TASK BRIEF → Reproduce the lines from the very first one through the line containing "224], [337, 222]]", inclusive, substituting "gravel road" for "dirt path" and leaving everything else unchanged. Omit the pictures from your copy.

TASK INPUTS →
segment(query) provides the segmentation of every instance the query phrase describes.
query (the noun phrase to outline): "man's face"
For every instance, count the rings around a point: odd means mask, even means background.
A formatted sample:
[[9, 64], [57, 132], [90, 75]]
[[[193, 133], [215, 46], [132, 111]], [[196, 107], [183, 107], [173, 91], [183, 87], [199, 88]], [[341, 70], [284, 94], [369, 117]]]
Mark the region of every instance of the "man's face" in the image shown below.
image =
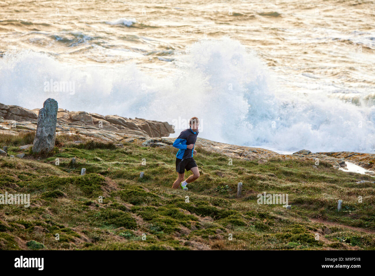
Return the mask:
[[190, 127], [193, 130], [196, 130], [199, 127], [199, 123], [197, 122], [194, 122], [190, 125]]

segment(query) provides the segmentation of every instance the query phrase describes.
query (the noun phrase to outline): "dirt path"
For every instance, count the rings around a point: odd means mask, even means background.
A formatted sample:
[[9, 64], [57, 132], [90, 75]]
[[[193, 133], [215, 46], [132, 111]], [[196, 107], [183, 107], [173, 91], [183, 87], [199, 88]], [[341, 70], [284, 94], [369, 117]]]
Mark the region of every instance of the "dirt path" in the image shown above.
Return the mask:
[[328, 222], [325, 220], [322, 219], [310, 219], [312, 221], [314, 222], [319, 222], [323, 223], [330, 226], [336, 226], [339, 227], [340, 228], [346, 228], [353, 231], [357, 231], [359, 232], [363, 232], [368, 234], [375, 234], [375, 230], [370, 230], [370, 229], [364, 229], [359, 227], [354, 227], [353, 226], [349, 226], [345, 225], [345, 224], [341, 224], [337, 222]]

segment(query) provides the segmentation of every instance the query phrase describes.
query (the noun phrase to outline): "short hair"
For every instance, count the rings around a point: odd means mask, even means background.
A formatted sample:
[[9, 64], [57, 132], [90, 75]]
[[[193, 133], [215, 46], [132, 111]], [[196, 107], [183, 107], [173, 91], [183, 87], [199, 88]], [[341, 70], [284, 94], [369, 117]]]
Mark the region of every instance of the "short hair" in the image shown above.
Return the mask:
[[194, 123], [196, 123], [196, 124], [199, 124], [199, 119], [197, 118], [196, 117], [193, 117], [191, 119], [190, 119], [189, 121], [189, 124], [191, 125], [192, 124], [194, 124]]

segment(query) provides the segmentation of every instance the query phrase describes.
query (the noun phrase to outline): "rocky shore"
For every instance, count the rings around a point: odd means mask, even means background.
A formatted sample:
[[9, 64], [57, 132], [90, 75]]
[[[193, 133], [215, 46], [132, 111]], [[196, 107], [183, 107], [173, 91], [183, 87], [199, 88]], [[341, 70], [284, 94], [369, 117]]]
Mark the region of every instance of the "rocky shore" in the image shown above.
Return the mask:
[[[39, 109], [27, 109], [16, 106], [0, 103], [0, 133], [17, 135], [20, 132], [35, 131]], [[144, 119], [126, 118], [117, 115], [104, 116], [84, 111], [69, 111], [59, 109], [56, 134], [76, 134], [82, 137], [115, 143], [135, 143], [144, 146], [171, 146], [175, 138], [174, 127], [166, 122]], [[308, 159], [323, 160], [338, 169], [346, 166], [345, 162], [360, 166], [375, 174], [375, 154], [342, 151], [312, 153], [302, 149], [292, 154], [281, 154], [265, 149], [229, 145], [198, 138], [196, 145], [205, 150], [224, 154], [228, 157], [257, 160]]]

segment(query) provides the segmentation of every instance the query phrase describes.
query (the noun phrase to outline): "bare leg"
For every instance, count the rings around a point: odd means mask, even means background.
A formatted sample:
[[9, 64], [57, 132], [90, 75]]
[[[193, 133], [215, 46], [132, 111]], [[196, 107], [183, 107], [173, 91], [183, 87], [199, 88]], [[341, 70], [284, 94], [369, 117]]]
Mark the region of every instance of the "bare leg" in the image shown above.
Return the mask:
[[185, 181], [186, 183], [191, 183], [193, 181], [196, 180], [199, 177], [199, 170], [198, 167], [194, 167], [190, 169], [190, 170], [193, 173], [193, 174], [186, 178]]
[[178, 176], [177, 178], [177, 179], [176, 179], [176, 181], [173, 182], [173, 185], [172, 186], [172, 189], [177, 189], [178, 188], [180, 183], [182, 182], [182, 181], [184, 180], [184, 176], [185, 176], [185, 173], [177, 173], [177, 174], [178, 175]]

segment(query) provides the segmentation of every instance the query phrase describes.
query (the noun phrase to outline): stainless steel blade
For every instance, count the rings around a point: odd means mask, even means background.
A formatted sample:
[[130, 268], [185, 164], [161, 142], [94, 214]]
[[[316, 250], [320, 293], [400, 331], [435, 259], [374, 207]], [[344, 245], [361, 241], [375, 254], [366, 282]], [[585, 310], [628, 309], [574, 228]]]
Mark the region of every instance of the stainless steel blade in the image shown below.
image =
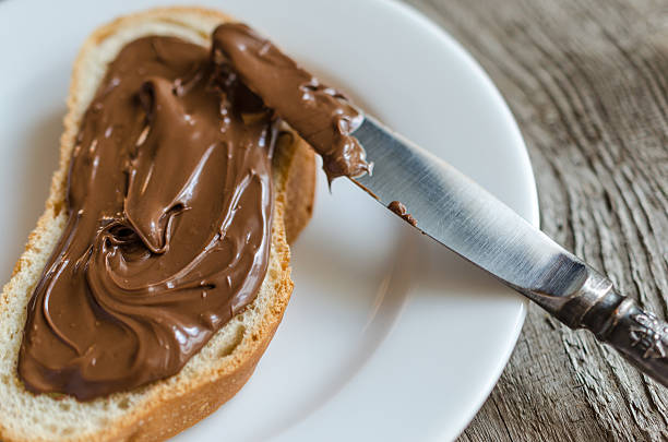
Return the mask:
[[454, 167], [373, 118], [353, 135], [373, 163], [371, 176], [354, 181], [381, 204], [403, 203], [422, 232], [569, 326], [589, 328], [668, 385], [668, 324]]

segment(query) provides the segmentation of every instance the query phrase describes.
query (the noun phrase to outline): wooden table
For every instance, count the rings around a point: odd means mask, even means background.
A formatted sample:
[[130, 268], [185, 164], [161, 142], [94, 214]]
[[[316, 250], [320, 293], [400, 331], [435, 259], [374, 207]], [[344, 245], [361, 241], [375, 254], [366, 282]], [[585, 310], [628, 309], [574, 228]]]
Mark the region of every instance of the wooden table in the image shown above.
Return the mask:
[[[665, 315], [668, 0], [406, 1], [458, 39], [505, 97], [542, 229]], [[532, 306], [460, 440], [668, 440], [668, 390]]]

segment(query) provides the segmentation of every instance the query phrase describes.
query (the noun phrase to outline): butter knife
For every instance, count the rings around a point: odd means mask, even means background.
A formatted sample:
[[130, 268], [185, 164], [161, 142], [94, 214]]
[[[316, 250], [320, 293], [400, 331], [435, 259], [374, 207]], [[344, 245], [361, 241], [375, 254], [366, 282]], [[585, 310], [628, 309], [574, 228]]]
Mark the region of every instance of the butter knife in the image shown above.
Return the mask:
[[[366, 116], [353, 133], [373, 163], [353, 178], [393, 212], [571, 328], [586, 328], [668, 386], [668, 324], [442, 159]], [[399, 204], [401, 203], [401, 204]], [[408, 214], [410, 216], [408, 216]]]

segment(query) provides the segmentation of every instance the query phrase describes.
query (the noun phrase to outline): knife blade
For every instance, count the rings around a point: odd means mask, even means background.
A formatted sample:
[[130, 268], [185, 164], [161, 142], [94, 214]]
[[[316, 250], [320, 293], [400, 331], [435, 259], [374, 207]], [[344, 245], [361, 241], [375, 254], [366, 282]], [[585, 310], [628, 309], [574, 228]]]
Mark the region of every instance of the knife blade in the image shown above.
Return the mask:
[[351, 180], [378, 202], [401, 203], [424, 234], [570, 327], [592, 331], [668, 386], [668, 324], [472, 179], [372, 117], [351, 135], [373, 163], [371, 175]]

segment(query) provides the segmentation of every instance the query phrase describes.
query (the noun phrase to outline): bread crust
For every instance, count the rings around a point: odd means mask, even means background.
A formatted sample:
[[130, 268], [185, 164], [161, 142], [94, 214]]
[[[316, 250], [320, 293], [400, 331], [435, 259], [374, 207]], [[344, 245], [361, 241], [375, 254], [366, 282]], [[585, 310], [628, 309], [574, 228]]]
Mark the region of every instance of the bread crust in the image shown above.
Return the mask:
[[[73, 109], [77, 105], [79, 84], [84, 79], [80, 77], [82, 63], [85, 62], [86, 51], [99, 45], [119, 27], [127, 26], [132, 22], [141, 23], [146, 19], [160, 19], [175, 21], [180, 14], [195, 14], [203, 19], [216, 20], [217, 22], [231, 21], [232, 19], [222, 12], [201, 8], [165, 8], [154, 9], [135, 14], [127, 15], [98, 27], [84, 43], [80, 55], [74, 63], [70, 94], [68, 96], [68, 115], [64, 118], [64, 132], [60, 144], [60, 168], [53, 174], [50, 187], [50, 195], [46, 202], [45, 213], [37, 222], [37, 227], [28, 237], [25, 252], [16, 262], [12, 279], [8, 283], [0, 297], [0, 312], [8, 309], [9, 297], [19, 291], [19, 287], [25, 284], [25, 278], [31, 277], [38, 268], [44, 266], [46, 258], [52, 249], [52, 240], [45, 240], [59, 219], [63, 219], [62, 212], [65, 210], [67, 175], [70, 164], [71, 151], [74, 138], [79, 131], [79, 118]], [[178, 22], [178, 20], [176, 20]], [[177, 389], [155, 389], [151, 401], [145, 401], [139, 410], [128, 413], [122, 418], [110, 422], [109, 427], [85, 434], [74, 437], [57, 438], [61, 441], [156, 441], [164, 440], [191, 427], [222, 404], [232, 397], [248, 381], [254, 368], [269, 346], [287, 307], [293, 290], [290, 279], [288, 242], [297, 238], [301, 229], [309, 222], [314, 196], [315, 163], [311, 148], [295, 134], [293, 143], [278, 146], [274, 157], [274, 184], [276, 198], [274, 202], [274, 220], [272, 225], [272, 253], [275, 253], [281, 262], [278, 274], [274, 275], [277, 280], [275, 292], [271, 298], [271, 306], [262, 321], [252, 328], [250, 338], [243, 341], [236, 347], [232, 358], [225, 365], [216, 367], [205, 373], [206, 375], [190, 380], [187, 384], [177, 384]], [[50, 241], [50, 242], [49, 242]], [[49, 249], [49, 247], [51, 249]], [[36, 260], [35, 258], [39, 259]], [[26, 276], [27, 275], [27, 276]], [[34, 282], [36, 283], [36, 280]], [[34, 284], [33, 284], [34, 286]], [[26, 296], [32, 295], [32, 288]], [[25, 323], [23, 312], [22, 323]], [[232, 319], [234, 320], [234, 319]], [[19, 348], [11, 357], [16, 358]], [[15, 368], [15, 362], [14, 362]], [[14, 375], [15, 370], [14, 370]], [[17, 377], [16, 377], [17, 378]], [[20, 382], [20, 381], [15, 381]], [[154, 389], [164, 381], [148, 385]], [[26, 392], [26, 394], [29, 394]], [[29, 434], [21, 434], [10, 430], [0, 421], [0, 440], [5, 442], [22, 442], [35, 440]]]

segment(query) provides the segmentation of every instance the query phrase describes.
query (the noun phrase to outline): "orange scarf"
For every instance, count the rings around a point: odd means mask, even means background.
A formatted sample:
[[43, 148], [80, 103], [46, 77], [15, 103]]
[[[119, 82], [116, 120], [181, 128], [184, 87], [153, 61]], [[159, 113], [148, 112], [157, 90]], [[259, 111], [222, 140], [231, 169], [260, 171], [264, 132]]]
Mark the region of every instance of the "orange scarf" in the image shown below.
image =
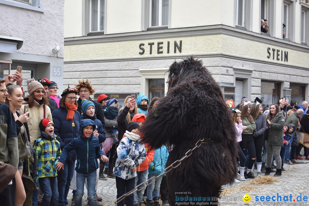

OUTPUT OF THE EXERCISE →
segment(query) provides the segmentation of every instance the query phrase describes.
query (the noun phrase to outline): "man's face"
For every instance, count the rings around a point: odd means mask, even means background.
A formatted sample:
[[9, 64], [57, 132], [90, 75]]
[[[193, 133], [215, 46], [132, 111]], [[196, 107], [183, 107], [173, 91], [183, 87], [199, 88]], [[341, 70], [284, 94], [369, 117]]]
Mark the region of every instance of the "man's face" in the image shown below.
image =
Return the mask:
[[190, 127], [193, 130], [196, 130], [199, 127], [199, 123], [197, 122], [194, 122], [190, 125]]

segment(query) provides the segmentation of every instance the query phrase describes.
query (the noun phrase to outline): "gravel road"
For every instance, count the rings around a point: odd means mask, even means background.
A formatted sample:
[[9, 64], [57, 132], [90, 75]]
[[[193, 133], [215, 46], [132, 111]], [[196, 107], [183, 107], [173, 91], [183, 87], [199, 88]], [[341, 70], [284, 94], [369, 117]]]
Mark the region of every instance of the "gravel road" in the image shown above.
Return the mask:
[[328, 222], [325, 220], [322, 219], [310, 219], [312, 221], [314, 222], [319, 222], [323, 223], [330, 226], [336, 226], [339, 227], [340, 228], [346, 228], [353, 231], [357, 231], [359, 232], [363, 232], [368, 234], [375, 234], [375, 230], [370, 230], [370, 229], [364, 229], [359, 227], [354, 227], [353, 226], [349, 226], [345, 225], [345, 224], [341, 224], [337, 222]]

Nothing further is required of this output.